-- begin Extracted material --

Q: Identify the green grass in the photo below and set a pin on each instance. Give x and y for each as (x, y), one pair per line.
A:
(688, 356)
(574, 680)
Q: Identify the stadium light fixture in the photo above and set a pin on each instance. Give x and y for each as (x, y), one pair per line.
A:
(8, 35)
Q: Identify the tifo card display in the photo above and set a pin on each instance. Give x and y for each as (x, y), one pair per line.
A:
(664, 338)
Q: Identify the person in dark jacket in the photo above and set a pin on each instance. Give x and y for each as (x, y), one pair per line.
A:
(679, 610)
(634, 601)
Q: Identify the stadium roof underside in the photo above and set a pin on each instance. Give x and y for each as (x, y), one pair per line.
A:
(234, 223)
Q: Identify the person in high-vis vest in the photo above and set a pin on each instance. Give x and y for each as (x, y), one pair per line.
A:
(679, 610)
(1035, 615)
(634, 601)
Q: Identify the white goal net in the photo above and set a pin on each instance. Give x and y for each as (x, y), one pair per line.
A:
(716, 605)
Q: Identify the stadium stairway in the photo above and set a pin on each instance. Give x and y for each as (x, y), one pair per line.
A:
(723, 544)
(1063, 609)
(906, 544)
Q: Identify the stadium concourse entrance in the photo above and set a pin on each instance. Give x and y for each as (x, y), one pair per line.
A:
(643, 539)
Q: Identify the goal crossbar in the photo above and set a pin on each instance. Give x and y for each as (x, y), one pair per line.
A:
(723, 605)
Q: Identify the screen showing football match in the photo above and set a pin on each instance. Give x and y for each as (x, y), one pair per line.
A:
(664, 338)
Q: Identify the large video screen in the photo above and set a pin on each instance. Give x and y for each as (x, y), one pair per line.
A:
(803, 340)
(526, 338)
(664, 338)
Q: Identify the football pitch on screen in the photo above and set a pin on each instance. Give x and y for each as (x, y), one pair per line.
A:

-- end Extracted material --

Task to carry out. Copy all of the rows above word for word, with every line in its original order.

Response to this task.
Q: Identify the green grass in the photo below and set a pin on each instance. Give x and y for each as (x, y), one pair per line.
A:
(688, 356)
(574, 680)
Q: Identify the stadium light fixture in the photo above and set a pin on each instance. Give x and y for each as (x, y), one pair per line.
A:
(8, 35)
Q: Identify the tifo card display in the photo above and set a pin on each instance. Give x and y for each as (x, y), one pair per line.
A:
(664, 338)
Q: Identify the person in dark jacket in the photo above and set a pin on each instance. Give x and y for each as (x, y), one pair per line.
A:
(679, 610)
(634, 601)
Q: Identify the stadium roof underside in the photo above and set a pin on each instance. Give x and y for each as (x, y), one pair per line.
A:
(234, 223)
Q: Identify the person in high-vis vest in the photo above and set a pin on each instance. Give x and y for each as (x, y), one pair per line.
A:
(679, 610)
(1035, 615)
(634, 601)
Q: Identify the white goal net in the photo above and set a pin on each instance. Give x and y for each as (x, y), one pair per line.
A:
(716, 605)
Q: Identify the stadium stairway in the photo above and set a pin on each instance. Give x and y for each as (x, y), one pair per line.
A:
(723, 544)
(1063, 609)
(906, 544)
Q: Identify the stadium concourse entrance in the photo above and set a pin on each instance. Give x and y for each as (x, y), one pair per line.
A:
(643, 539)
Q: Identify the goal crossbar in the photo above and set a pin on each instance. Give x and y for each as (x, y), one pair per line.
A:
(723, 605)
Q: Identify the screen showing football match in the photo above and set a pin on each instance. Give x and y for each as (x, y), one pair per line.
A:
(664, 338)
Q: Identify the large video screen in the photo above and set a pin on each instance. Give x and y for each as (x, y), one pair per line.
A:
(803, 340)
(526, 338)
(664, 338)
Q: Identify the football pitch on screen in the photo above and set a pin on each instance. Give x and y for each as (x, y), one pair per line.
A:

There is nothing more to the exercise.